PAGE EXCERPT:
■ ■ ■ ■

The loss of Bosh extended the Raptors' late-season slide to four games, but they had an opportunity to effectively clinch a playoff berth with a win over the Bulls heading into the final week of the season. Instead the Raptors were humbled at ACC 104-88 to fall a full game behind the Bulls for the eight seed and surrender control of their own playoff destiny in the process.
Toronto managed to win its final two games of the season, but it was simply too little, too late as Chicago also won out and clinched a post-season berth on the final night of regular-season action.
Despite ample positives in a post-season push that fell just short, another period of change could be in the works for the Raptors, who enter a pivotal summer with just as many question marks.
Chief among those concerns is the status of Bosh, who posted another stellar season by setting career highs in points per game (24.1) and rebounds per game (10.8), but is poised to test the waters of free agency. Johnson, who displayed flashes of impressive play at power forward, and Wright -- the team's most effective perimeter defender -- are also available on the open market.
That roster uncertainty presents a challenge for Colangelo, who enters the final year of his pact as team president and general manager.
Should those players depart, Colangelo must attempt to build on a career-year across the board from Bargnani, the developing games of Weems and DeRozan plus a strong first season in Toronto from Jarrett Jack as he tries to build a squad that will return to the playoffs.

■ ■ ■ ■

Raw records
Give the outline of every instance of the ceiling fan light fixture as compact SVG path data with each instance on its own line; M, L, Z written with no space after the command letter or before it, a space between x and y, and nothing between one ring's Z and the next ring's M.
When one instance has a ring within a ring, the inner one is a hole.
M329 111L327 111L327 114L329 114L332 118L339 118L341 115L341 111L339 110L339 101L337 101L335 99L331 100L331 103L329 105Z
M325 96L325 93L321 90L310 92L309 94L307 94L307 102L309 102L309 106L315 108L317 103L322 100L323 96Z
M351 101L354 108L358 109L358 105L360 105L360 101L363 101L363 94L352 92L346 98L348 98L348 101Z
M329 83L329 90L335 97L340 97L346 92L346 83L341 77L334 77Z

■ ■ ■ ■

PROBLEM REQUIREMENTS:
From the passage on the Raptors' season, output verbatim the section that opens with the words containing "Should those players" and closes with "to the playoffs.".

CORRECT ANSWER:
Should those players depart, Colangelo must attempt to build on a career-year across the board from Bargnani, the developing games of Weems and DeRozan plus a strong first season in Toronto from Jarrett Jack as he tries to build a squad that will return to the playoffs.